DIRECTIONS: Continue the article below about technical school programs for medical coding and billing, starting after its last sentence.

PROVIDED PASSAGE:

*-*-*

Pros and Cons of Technical School Programs for Medical Coding and Billing

Vocational schools offer an alternative to the community college route as a means to train for a career in medical coding and billing. Some of these programs offer excellent training.

Pros of a technical school for medical coding and billing

Attending a vocational or technical school program offers certain advantages:

  • The programs are usually more subject specific and take less time to complete. The more specialized vocational programs usually focus on subject matter that is directly related to the program, such as medical terminology, anatomy, how to use coding materials, understanding insurance, and an introduction of various coding and billing software programs.

    Programs at technical schools also tend to cycle more often (that is, the programs are offered more frequently), which eliminates a longer waiting time to begin a program.

    Although the abbreviated course schedule means less time from enrollment to certificate of completion, don’t assume that it means less commitment to study. If the program is complete but shorter, you have less time to learn the material because you’re covering the same amount in a shorter timeframe, which may translate to a greater need for out-of-class study time.

  • The specialized curriculum makes for smaller classes and promotes more interaction with the instructors. This is a bonus for you as a student. More face time equals more personal instruction.

*-*-*

GIVEN ENTRIES:
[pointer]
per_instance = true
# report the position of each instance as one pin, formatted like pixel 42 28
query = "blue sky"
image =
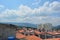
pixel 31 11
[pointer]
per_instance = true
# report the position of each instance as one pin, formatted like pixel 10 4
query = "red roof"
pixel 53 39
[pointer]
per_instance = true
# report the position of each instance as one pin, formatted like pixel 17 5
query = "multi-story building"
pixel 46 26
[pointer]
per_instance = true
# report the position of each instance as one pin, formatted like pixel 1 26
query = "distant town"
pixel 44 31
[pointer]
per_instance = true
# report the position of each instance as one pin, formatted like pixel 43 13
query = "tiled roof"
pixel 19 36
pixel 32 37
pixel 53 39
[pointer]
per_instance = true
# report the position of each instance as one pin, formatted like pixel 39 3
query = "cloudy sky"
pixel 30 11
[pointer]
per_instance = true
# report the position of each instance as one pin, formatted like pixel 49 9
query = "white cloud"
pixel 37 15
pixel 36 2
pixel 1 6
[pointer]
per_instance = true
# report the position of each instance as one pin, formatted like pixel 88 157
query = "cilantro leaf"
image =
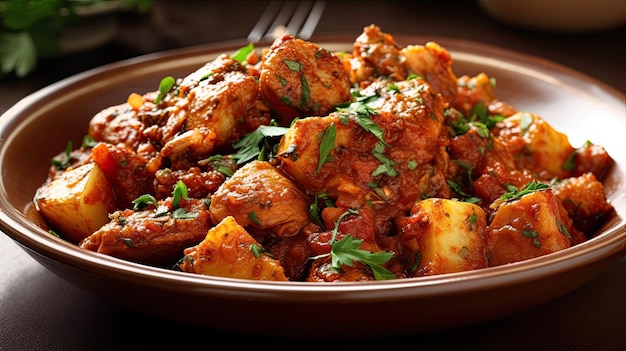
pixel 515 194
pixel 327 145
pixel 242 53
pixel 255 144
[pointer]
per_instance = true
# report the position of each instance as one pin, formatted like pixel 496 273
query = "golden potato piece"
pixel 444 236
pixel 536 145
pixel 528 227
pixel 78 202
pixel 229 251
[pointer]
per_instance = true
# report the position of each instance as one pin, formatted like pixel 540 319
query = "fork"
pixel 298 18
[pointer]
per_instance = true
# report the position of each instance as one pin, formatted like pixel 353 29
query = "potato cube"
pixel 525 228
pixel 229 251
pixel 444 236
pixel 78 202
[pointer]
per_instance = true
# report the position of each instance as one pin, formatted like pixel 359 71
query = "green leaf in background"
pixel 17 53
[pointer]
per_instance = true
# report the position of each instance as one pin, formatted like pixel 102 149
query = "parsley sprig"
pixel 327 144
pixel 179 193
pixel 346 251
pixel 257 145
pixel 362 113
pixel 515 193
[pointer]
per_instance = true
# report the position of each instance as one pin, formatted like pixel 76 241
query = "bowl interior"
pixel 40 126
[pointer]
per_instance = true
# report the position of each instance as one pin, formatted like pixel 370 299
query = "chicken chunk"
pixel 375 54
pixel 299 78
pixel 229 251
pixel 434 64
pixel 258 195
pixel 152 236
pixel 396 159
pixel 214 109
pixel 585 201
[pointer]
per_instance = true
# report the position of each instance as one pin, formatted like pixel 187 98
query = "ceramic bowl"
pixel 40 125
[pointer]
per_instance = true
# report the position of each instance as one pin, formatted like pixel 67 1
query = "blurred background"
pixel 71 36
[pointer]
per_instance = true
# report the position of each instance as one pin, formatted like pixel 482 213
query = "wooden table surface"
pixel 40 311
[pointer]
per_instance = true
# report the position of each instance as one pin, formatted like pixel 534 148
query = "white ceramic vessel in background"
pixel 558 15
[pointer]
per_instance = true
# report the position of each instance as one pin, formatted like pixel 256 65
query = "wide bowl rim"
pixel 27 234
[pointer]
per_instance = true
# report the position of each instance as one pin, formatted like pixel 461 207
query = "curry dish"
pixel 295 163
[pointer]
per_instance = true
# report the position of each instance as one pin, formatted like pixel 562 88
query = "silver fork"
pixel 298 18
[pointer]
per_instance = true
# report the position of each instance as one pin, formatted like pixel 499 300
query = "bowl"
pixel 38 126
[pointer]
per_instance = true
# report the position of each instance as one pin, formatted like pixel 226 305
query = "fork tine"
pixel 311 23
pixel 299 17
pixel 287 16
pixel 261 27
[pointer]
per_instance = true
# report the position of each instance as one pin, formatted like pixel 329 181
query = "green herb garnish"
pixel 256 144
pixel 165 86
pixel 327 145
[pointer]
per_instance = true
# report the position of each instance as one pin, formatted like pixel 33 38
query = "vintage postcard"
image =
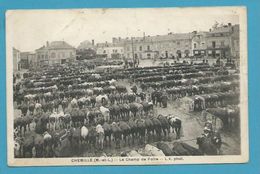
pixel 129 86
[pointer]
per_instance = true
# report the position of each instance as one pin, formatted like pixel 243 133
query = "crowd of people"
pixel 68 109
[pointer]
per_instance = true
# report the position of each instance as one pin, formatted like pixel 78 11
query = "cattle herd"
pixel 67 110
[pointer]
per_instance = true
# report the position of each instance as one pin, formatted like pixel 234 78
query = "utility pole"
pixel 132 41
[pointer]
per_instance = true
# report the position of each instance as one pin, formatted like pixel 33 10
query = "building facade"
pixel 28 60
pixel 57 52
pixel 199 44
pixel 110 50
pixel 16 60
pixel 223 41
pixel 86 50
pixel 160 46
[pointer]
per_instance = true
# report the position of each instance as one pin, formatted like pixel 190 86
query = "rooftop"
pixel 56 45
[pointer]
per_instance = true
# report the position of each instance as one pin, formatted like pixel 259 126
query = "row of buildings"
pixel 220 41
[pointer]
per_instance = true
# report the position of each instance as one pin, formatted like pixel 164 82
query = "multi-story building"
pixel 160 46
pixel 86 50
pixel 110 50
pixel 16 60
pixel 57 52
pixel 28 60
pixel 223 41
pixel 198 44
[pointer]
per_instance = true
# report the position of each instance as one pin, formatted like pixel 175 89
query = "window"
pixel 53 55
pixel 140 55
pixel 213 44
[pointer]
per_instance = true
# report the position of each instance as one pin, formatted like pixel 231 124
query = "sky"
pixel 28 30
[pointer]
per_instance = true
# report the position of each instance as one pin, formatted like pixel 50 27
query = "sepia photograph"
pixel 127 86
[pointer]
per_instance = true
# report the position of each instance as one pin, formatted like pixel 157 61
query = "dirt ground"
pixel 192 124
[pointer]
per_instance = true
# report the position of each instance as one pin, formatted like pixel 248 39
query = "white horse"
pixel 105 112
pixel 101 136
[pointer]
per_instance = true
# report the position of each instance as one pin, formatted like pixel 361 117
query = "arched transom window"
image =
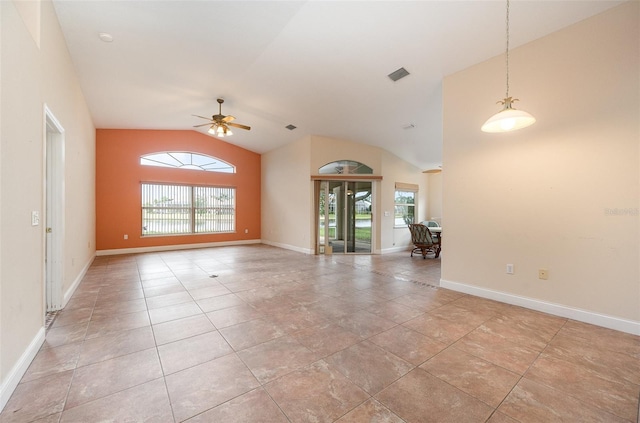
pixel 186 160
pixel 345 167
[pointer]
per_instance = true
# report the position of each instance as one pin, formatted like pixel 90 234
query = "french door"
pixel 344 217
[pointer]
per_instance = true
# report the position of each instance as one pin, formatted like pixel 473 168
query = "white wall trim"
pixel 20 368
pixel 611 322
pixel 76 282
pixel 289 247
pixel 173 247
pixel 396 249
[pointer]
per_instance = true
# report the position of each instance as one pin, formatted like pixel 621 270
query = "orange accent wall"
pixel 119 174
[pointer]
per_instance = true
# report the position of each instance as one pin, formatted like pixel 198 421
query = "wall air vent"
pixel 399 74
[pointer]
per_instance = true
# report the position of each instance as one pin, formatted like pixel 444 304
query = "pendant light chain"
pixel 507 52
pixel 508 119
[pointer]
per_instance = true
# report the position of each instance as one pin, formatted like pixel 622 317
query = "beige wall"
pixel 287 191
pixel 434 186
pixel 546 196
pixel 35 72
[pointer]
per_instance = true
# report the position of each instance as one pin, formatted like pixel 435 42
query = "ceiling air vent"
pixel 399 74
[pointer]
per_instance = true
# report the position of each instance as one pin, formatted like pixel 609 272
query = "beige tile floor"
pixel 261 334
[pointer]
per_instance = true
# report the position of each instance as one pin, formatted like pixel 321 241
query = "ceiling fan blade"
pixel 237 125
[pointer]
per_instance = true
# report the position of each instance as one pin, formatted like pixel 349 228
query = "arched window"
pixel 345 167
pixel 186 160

*-*-*

EXERCISE RESULT:
  • Vocational and technical schools often have lower out-of-pocket costs. Many vocational programs include coding materials with the cost of tuition, and many of the AAPC programs also include a student membership and the certification examination fee. This represents a significant out-of-pocket savings (the cost of a typical certification exam is $300 — $260 for students with student memberships — and the books at a bundled price are about $160).

    A student membership is offered at a discount to individuals enrolled in an AAPC-accredited program. Yes, you’re still paying for these items through tuition payments, but it tends to hurts less when it’s all rolled into one payment.

    Note: Having lower out-of-pocket expenses doesn’t necessarily mean that these programs are less expensive. In fact, they may be more expensive.

Cons of technical schools for medical coding and billing

Following are the disadvantages of vocational or technical school programs:

  • Vocational school programs often are more costly. Unlike community colleges, vocational schools are purely self-supporting and for-profit institutions. Programs may cost closer to $10,000 (this cost usually includes material costs and the fees to sit for a certification examination).

    Make sure exam fees are included in your tuition and that, at the end of the program, you can take the certification exam as an inclusive part of your paid program.

    A major marketing tactic these programs use is to boast that 90 percent of their graduates receive certification upon completion, which is one reason the cost of the exam is rolled into the tuition. The thinking is that students are more likely to study for and take an exam that they’ve already paid for.

  • You likely have to fly solo when seeking financial aid. As for-profit institutions, technical schools aren’t structured like a typical college or community college, meaning they often have no financial aid office to support students. If you need financial aid, you need to seek grants, scholarships, and loans on your own.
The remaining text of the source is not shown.